GIVEN PROBLEM 1 >>
In the robbery appeal ruling, how much time passed between the appellant's first arraignment and his second?
GIVEN PROBLEM 2 >>
Render this sentence from the robbery appeal ruling into Spanish: "The record does not reflect that he ever demanded a copy of the indictment."
GIVEN PROBLEM 3 >>
Carry the robbery appeal ruling forward from its final sentence.

PAGE EXTRACT >>
= = = = = = =
Appellant further objected to being forced to strike from a list of twenty-five (25) qualified jurors. Since robbery is a non-capital felony in Alabama today, a defendant charged with robbery is entitled to strike from a qualified list of not less than 24 jurors as provided by Title 30, Section 62, Code of Alabama 1940. Crowden v. State, 41 Ala. App. 421, 133 So.2d 678.
Appellant also complains that he was never served with a copy of the indictment. As we have pointed out, appellant was arraigned on two different occasions and each time the indictment was read and explained to him. The record does not reflect that he ever demanded a copy of the indictment. Three months elapsed from the date of the first arraignment to the second one which was on the day of trial. The failure to demand a copy of the indictment during this period amounted to an effective waiver of his right to a copy. Robinson v. State, 44 Ala. App. 206, 205 So.2d 524; Howard v. State, 146 Ala. 149, 41 So. 301.
= = = = = = =
[Entries drawn from a collection]
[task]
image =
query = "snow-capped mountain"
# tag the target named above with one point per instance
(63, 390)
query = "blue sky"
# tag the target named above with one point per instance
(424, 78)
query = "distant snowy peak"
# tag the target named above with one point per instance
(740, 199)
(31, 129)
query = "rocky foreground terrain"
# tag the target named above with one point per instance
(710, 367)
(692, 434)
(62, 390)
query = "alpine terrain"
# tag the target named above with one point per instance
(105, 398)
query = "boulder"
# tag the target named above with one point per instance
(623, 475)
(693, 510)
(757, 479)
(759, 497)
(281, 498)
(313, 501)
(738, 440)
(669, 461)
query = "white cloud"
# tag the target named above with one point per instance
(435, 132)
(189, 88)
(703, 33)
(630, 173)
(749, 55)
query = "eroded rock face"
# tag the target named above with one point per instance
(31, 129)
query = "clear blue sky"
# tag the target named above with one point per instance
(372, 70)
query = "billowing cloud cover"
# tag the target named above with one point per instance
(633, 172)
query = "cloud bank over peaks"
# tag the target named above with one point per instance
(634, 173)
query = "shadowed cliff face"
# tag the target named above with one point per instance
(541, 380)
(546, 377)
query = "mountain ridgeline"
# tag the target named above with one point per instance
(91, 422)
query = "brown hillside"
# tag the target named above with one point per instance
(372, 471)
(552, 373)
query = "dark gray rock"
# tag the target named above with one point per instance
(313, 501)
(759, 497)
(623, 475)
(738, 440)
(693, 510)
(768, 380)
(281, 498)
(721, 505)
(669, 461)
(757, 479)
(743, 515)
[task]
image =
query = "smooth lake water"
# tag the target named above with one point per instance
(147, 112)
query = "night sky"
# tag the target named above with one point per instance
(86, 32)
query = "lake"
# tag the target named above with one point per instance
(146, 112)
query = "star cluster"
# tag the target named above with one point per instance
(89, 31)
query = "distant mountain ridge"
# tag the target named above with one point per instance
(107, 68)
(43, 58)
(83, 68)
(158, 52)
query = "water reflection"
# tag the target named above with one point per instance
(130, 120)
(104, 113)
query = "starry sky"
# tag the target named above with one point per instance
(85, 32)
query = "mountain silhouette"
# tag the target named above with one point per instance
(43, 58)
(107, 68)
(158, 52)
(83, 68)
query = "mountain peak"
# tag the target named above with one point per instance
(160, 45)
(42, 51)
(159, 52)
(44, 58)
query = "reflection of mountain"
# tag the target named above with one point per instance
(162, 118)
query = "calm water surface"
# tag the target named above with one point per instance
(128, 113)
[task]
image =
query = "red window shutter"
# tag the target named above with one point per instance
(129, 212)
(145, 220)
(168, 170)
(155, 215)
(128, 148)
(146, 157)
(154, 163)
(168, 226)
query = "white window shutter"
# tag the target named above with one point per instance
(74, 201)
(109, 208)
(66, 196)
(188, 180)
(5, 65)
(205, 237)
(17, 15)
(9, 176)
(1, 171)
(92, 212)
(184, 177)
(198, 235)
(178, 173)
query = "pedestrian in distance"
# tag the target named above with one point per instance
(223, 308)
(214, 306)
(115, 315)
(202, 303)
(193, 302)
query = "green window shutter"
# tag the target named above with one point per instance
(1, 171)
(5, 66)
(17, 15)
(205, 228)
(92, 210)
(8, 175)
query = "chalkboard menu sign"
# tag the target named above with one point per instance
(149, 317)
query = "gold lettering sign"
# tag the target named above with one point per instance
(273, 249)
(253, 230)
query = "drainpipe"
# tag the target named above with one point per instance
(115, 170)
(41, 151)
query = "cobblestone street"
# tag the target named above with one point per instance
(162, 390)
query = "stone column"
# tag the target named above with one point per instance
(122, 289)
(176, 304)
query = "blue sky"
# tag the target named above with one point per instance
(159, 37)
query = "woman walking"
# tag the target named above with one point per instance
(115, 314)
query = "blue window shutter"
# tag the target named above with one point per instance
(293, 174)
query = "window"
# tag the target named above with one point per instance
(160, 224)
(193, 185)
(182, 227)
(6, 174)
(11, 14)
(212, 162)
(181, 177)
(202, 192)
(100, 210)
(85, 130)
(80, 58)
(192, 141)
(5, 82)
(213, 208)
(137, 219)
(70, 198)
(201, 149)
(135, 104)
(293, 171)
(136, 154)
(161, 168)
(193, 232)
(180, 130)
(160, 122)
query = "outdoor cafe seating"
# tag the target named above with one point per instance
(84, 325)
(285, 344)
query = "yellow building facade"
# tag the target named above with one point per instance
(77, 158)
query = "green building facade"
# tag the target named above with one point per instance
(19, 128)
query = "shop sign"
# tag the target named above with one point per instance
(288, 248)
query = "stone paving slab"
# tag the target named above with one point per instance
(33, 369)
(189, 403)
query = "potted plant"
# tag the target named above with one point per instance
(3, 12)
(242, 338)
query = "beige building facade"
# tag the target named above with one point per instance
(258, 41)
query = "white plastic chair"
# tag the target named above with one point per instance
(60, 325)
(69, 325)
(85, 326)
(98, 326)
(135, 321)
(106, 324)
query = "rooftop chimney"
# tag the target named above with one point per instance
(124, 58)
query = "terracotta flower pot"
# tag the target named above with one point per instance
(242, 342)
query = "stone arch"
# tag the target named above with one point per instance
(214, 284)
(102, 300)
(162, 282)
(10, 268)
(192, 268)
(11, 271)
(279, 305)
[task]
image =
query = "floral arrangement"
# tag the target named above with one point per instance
= = = = = = =
TASK OUTPUT 1 >>
Three months.

TASK OUTPUT 2 >>
El expediente no refleja que él haya exigido alguna vez una copia del acta de acusación.

TASK OUTPUT 3 >>
Appellant objected to the testimony of the owner of the store fixing his loss at $1,298.84, including checks and food stamps, on the ground that this testimony constituted a variance in the allegations of the indictment and the proof offered in support thereof.
It is well settled that in a robbery prosecution the amount of money or the value of the property taken is immaterial. Therefore, the variance between the allegations of the indictment and the proof is not fatal. All that is needed is proof that some property of value was taken by force or threat of violence. Wilson v. State, 268 Ala. 86, 105 So.2d 66; Sanders v. State, 289 Ala. 224, 266 So.2d 802; James v. State, 53 Ala. 380, 387.
The state offered rebuttal testimony to impeach the testimony of appellant. Appellant objected to this testimony and claims this constituted error to reverse. We disagree. Admission of testimony in rebuttal is largely in the discretion of the trial court. Green v. State, 51 Ala. App. 654, 288 So.2d 191.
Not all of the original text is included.